SSI/SSDI Benefits for everyone could be reduced by almost 25% when funds run out
Social Security has had a surplus set aside for emergencies like the Great Recession, and it is the current hot topic with more people depending on Social Security since the Great Depression. Everyone is wondering the same thing: when will it run out?
After the debates about SSA’s funds have been going on for almost a decade now with rumors spreading around, the trustees have released the answer. In a recent meeting to project the next 20 years’ funds, the trustees released a report with the numbers: the SSA overall surplus fund will dry out in 2034.
This means that for retirees, the surplus will dry out in 2034.
For the disabled, the funds will be reduced earlier: 2023.
What this means for you is when you retire or start collecting disability after 2023, you won’t get the full amount from SSA. Instead, you’ll get only 79%.
For example, if you were originally going to get $2000 per month from SSA, after 2023 you’ll get only $1580 per month. Social Security will not disappear, only the benefits will be reduced.
This projection of 2034 is an improvement over the previous years’ projections due to the Affordable Care Act (Obamacare.) Obamacare reduced the government’s spending on expensive prescription medication. By doing this, there is enough money leftover to stretch out SSA’s budget for a little longer.
Social Security has always depended on the working people’s income taxes to fund the program; any time there is an increase in income tax, more funding goes to Social Security. Any time the income taxes are cut, there is less funding for SSA.

══════════

▸ **What you will do**:
A - In what year will the overall surplus fund run dry, according to the Social Security article?
B - Please copy the Social Security article word for word, starting at "After the debates" and ending at "will be reduced.".

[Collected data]
══════════

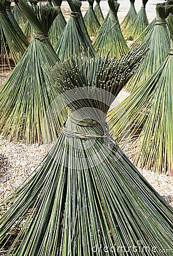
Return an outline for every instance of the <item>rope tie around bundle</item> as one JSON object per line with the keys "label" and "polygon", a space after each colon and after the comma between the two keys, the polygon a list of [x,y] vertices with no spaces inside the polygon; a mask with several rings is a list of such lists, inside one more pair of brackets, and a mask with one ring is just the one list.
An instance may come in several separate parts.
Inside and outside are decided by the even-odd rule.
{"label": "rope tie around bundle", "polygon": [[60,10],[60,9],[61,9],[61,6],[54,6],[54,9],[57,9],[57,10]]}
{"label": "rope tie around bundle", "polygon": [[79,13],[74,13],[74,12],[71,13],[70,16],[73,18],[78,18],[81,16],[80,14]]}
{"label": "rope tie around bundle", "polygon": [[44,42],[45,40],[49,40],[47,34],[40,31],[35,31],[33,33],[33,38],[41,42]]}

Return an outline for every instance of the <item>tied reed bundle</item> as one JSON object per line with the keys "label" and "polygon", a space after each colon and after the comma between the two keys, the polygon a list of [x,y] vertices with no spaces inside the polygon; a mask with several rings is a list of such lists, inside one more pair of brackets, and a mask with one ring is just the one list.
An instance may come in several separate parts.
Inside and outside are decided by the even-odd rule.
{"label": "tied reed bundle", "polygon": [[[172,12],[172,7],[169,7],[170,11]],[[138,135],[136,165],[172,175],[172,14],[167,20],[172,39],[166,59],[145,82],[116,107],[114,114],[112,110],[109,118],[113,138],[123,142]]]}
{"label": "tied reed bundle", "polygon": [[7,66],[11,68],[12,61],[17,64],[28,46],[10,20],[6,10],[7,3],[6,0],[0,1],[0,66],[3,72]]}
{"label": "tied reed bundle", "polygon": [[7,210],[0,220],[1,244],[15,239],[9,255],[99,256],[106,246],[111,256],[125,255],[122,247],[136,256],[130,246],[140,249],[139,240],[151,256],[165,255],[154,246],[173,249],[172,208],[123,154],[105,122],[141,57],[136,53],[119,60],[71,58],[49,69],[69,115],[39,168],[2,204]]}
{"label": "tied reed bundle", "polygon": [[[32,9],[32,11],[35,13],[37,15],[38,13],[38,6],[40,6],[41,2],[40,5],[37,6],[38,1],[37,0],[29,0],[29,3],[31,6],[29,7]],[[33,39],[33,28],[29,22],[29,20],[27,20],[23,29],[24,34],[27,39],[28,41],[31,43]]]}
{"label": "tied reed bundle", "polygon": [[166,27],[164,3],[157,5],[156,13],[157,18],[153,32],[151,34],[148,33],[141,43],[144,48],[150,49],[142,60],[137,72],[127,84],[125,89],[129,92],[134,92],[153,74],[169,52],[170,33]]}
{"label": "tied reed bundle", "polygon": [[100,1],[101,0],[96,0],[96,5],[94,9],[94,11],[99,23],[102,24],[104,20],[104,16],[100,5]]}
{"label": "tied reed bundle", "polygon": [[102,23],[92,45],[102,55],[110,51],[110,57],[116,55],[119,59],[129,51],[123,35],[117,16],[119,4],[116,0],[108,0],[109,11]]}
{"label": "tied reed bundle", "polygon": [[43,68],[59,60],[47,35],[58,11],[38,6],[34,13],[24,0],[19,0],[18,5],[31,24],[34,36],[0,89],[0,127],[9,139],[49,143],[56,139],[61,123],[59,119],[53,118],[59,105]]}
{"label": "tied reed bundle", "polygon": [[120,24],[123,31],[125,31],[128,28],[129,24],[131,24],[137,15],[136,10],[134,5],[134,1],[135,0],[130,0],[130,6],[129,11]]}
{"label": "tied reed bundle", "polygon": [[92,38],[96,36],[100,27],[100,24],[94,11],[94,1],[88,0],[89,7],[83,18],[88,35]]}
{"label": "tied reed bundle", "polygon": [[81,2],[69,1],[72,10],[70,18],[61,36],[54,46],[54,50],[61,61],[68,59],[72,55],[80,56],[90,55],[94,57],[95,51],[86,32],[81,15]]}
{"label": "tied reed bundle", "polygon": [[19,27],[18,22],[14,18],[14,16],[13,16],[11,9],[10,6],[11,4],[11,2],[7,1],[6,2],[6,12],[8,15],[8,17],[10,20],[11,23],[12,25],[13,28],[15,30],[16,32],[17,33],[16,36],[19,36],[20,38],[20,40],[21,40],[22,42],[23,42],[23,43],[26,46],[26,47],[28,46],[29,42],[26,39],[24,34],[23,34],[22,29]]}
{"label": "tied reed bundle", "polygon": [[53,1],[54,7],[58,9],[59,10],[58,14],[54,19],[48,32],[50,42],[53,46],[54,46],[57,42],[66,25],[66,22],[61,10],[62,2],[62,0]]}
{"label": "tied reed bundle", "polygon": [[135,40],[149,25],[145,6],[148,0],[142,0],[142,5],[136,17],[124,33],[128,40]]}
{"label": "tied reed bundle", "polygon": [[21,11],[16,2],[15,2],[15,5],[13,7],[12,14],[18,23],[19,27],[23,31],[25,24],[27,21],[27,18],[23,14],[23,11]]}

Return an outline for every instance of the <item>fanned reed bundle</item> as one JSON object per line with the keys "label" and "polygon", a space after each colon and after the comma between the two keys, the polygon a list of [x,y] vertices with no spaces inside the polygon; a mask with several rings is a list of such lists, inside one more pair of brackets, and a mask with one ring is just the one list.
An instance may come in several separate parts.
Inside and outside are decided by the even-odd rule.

══════════

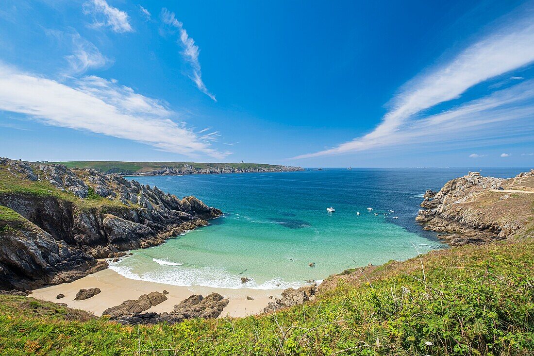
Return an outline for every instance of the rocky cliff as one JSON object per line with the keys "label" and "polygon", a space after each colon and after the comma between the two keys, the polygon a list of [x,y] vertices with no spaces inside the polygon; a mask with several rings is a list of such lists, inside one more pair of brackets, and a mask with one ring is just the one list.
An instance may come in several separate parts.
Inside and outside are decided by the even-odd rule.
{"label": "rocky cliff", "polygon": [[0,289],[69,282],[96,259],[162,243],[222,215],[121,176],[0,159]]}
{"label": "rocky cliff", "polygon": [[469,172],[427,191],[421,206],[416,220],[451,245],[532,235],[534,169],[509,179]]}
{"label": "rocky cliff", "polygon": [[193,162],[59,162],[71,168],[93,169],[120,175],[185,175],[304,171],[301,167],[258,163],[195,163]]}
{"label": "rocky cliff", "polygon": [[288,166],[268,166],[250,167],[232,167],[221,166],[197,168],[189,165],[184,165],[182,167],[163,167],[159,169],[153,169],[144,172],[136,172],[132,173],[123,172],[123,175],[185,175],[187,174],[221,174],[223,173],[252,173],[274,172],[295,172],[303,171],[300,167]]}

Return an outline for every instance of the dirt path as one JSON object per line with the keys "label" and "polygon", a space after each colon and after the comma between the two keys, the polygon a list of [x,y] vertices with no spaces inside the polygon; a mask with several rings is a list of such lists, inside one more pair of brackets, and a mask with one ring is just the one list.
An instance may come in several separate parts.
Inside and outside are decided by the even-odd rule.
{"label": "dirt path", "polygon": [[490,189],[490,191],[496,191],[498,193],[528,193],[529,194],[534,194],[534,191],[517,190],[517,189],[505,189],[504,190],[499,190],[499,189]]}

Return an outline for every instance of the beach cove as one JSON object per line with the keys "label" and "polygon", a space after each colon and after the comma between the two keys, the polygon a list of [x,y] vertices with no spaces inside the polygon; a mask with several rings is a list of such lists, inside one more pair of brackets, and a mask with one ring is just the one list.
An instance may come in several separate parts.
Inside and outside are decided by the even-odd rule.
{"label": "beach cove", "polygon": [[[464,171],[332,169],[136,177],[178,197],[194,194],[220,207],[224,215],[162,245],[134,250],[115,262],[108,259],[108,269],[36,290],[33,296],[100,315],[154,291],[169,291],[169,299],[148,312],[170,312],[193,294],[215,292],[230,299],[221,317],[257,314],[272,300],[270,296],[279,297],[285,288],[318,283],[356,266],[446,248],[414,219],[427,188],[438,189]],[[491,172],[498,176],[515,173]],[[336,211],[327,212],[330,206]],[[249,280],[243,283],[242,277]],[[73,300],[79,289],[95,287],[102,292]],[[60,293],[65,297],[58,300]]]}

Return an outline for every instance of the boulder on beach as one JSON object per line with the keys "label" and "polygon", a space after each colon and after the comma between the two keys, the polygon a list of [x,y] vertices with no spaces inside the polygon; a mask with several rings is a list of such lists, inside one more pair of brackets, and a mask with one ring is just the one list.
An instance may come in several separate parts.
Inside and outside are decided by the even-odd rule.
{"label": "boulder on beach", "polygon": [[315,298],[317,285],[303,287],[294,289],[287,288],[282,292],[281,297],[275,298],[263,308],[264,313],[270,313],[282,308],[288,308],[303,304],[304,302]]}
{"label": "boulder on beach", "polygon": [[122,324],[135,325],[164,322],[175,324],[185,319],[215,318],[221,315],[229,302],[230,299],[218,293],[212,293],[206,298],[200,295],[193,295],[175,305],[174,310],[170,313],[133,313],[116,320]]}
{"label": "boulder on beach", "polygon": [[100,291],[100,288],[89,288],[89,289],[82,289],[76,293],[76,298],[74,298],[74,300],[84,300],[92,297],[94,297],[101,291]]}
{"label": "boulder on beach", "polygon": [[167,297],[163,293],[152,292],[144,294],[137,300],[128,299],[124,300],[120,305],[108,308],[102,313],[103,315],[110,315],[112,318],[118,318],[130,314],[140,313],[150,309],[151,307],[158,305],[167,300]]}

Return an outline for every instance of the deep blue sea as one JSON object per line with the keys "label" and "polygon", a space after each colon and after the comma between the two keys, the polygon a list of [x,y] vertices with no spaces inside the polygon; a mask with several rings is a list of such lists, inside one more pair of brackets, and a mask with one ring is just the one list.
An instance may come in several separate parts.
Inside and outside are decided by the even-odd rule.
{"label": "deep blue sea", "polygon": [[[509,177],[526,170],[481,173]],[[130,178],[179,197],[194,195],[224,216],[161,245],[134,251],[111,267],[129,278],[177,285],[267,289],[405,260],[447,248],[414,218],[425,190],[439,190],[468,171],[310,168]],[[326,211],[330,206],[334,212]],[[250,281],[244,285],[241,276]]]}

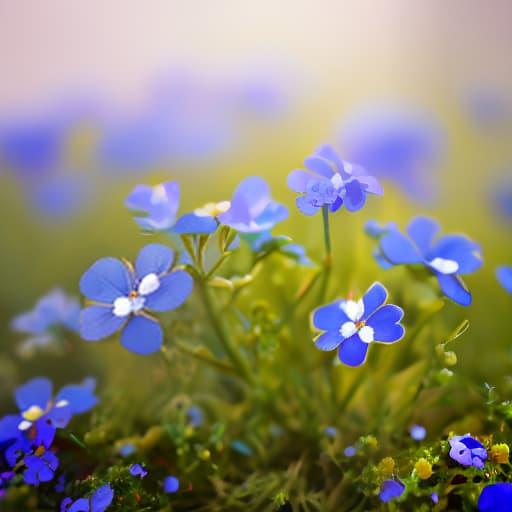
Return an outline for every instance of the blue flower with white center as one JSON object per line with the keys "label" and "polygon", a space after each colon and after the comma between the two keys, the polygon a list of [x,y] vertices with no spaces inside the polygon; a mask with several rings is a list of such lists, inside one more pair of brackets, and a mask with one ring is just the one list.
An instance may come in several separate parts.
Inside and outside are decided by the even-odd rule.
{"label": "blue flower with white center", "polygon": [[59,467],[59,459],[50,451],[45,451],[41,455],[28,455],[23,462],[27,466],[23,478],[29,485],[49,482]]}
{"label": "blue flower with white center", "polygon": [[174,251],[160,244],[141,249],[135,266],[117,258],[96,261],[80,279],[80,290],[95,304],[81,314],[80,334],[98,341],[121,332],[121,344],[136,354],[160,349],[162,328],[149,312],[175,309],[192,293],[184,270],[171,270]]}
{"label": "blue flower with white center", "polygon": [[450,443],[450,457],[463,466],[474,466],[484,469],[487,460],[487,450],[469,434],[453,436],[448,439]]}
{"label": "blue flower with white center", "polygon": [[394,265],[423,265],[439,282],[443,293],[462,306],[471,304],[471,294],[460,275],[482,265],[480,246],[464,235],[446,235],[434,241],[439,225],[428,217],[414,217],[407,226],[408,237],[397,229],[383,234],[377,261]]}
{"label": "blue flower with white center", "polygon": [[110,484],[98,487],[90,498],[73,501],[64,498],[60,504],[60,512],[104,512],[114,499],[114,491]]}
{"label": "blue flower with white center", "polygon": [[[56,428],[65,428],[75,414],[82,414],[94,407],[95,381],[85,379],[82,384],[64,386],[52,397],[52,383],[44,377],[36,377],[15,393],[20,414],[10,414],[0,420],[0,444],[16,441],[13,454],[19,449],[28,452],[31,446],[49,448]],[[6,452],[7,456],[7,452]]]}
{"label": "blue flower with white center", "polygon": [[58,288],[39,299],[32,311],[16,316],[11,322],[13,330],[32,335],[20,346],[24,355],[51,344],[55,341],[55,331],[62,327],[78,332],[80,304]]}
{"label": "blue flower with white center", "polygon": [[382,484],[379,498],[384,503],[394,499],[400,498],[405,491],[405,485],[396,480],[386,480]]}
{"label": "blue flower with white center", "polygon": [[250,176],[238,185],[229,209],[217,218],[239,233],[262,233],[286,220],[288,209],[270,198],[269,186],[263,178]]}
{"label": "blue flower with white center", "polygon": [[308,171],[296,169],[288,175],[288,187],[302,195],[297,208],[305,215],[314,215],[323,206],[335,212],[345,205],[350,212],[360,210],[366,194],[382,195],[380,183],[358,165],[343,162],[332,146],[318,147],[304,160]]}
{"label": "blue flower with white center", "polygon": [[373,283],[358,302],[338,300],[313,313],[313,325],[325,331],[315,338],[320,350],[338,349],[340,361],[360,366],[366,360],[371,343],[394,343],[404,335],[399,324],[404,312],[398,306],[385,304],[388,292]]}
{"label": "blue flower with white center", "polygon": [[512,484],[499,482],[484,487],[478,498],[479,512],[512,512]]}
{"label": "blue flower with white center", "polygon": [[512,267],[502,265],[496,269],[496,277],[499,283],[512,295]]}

══════════

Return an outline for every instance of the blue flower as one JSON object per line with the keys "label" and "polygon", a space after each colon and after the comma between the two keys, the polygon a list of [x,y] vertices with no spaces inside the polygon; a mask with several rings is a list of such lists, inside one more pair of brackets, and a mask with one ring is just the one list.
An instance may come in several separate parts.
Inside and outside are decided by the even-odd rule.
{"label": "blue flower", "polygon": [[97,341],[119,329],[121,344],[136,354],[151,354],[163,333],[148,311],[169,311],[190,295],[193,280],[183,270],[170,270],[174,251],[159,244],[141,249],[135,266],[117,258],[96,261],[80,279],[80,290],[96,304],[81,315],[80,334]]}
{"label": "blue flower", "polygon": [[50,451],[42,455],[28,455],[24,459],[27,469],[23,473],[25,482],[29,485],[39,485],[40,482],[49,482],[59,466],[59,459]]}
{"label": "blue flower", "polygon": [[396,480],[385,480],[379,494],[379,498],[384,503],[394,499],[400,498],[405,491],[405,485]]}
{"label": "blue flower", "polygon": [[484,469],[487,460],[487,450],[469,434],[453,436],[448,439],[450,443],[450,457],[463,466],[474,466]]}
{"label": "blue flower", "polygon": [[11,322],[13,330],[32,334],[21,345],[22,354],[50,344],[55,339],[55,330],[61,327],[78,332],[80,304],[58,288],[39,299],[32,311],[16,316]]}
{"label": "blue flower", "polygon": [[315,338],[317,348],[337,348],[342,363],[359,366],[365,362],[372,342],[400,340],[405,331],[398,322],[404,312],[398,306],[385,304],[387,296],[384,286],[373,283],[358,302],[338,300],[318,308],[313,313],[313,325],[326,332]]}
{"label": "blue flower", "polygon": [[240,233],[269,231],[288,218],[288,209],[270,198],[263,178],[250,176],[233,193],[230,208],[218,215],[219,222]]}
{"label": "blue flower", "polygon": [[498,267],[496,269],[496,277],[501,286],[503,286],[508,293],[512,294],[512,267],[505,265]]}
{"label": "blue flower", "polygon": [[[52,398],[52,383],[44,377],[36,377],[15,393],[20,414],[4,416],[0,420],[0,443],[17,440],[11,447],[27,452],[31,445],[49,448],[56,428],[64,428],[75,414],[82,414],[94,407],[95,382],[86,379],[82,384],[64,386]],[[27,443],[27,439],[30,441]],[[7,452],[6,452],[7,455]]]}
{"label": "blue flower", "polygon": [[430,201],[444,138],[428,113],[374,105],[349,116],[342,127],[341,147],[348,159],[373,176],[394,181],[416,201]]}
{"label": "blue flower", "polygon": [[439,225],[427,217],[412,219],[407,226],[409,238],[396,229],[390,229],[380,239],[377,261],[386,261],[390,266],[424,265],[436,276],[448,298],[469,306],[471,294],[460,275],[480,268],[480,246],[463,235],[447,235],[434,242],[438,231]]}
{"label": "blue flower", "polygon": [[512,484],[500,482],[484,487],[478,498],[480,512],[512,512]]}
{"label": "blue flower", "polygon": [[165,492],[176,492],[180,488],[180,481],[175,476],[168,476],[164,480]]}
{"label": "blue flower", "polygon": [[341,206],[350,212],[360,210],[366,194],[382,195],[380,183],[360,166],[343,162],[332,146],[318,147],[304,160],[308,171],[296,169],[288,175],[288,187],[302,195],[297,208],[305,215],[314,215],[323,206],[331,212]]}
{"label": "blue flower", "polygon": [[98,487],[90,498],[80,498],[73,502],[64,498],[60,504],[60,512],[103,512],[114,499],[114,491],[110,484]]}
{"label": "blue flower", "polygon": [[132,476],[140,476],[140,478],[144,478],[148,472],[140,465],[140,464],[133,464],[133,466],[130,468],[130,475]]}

══════════

▸ **Expected results**:
A - 2034

B -
After the debates about SSA’s funds have been going on for almost a decade now with rumors spreading around, the trustees have released the answer. In a recent meeting to project the next 20 years’ funds, the trustees released a report with the numbers: the SSA overall surplus fund will dry out in 2034.
This means that for retirees, the surplus will dry out in 2034.
For the disabled, the funds will be reduced earlier: 2023.
What this means for you is when you retire or start collecting disability after 2023, you won’t get the full amount from SSA. Instead, you’ll get only 79%.
For example, if you were originally going to get $2000 per month from SSA, after 2023 you’ll get only $1580 per month. Social Security will not disappear, only the benefits will be reduced.